Exercise objective = Reproduce the listing below, changing every "directive" to "instruction" and leaving all else as it is. Omit the pictures.

Material supplied =
┌──
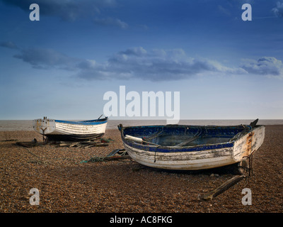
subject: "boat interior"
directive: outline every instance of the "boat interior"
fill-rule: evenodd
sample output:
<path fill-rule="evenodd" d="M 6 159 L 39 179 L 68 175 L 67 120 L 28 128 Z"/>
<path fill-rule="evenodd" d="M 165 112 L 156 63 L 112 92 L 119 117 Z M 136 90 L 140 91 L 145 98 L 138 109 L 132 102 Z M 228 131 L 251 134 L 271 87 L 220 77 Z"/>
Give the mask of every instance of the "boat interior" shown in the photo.
<path fill-rule="evenodd" d="M 134 126 L 123 128 L 124 135 L 142 138 L 150 144 L 162 146 L 195 146 L 216 144 L 235 140 L 250 131 L 250 126 Z"/>

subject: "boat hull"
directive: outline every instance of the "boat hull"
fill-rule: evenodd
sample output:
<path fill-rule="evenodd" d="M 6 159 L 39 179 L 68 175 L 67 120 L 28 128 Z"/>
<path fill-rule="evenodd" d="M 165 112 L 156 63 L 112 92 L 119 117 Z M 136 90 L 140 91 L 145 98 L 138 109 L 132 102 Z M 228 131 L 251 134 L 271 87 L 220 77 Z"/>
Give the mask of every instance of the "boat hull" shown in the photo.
└──
Output =
subject: "boat interior"
instruction: outline every instance of the "boat interior"
fill-rule: evenodd
sample output:
<path fill-rule="evenodd" d="M 6 159 L 39 179 L 68 175 L 67 120 L 28 128 Z"/>
<path fill-rule="evenodd" d="M 165 112 L 156 63 L 112 92 L 119 117 Z M 136 90 L 140 91 L 145 98 L 138 109 L 132 102 Z M 228 131 L 251 134 L 271 87 L 220 77 Z"/>
Give the mask of every instance of the "boat interior" shown in the photo.
<path fill-rule="evenodd" d="M 134 126 L 123 128 L 124 135 L 142 138 L 150 144 L 162 146 L 195 146 L 216 144 L 235 140 L 250 131 L 250 126 Z"/>

subject: "boat hull"
instruction: outline every instance of the "boat hull"
fill-rule: evenodd
sample output:
<path fill-rule="evenodd" d="M 6 159 L 39 179 L 68 175 L 67 120 L 28 128 Z"/>
<path fill-rule="evenodd" d="M 165 112 L 156 63 L 112 92 L 119 117 Z M 136 90 L 140 91 L 145 98 L 138 109 L 132 102 Z M 228 131 L 251 134 L 271 87 L 220 77 Z"/>
Give the mask of every instance of the "boat hull" shown in the photo.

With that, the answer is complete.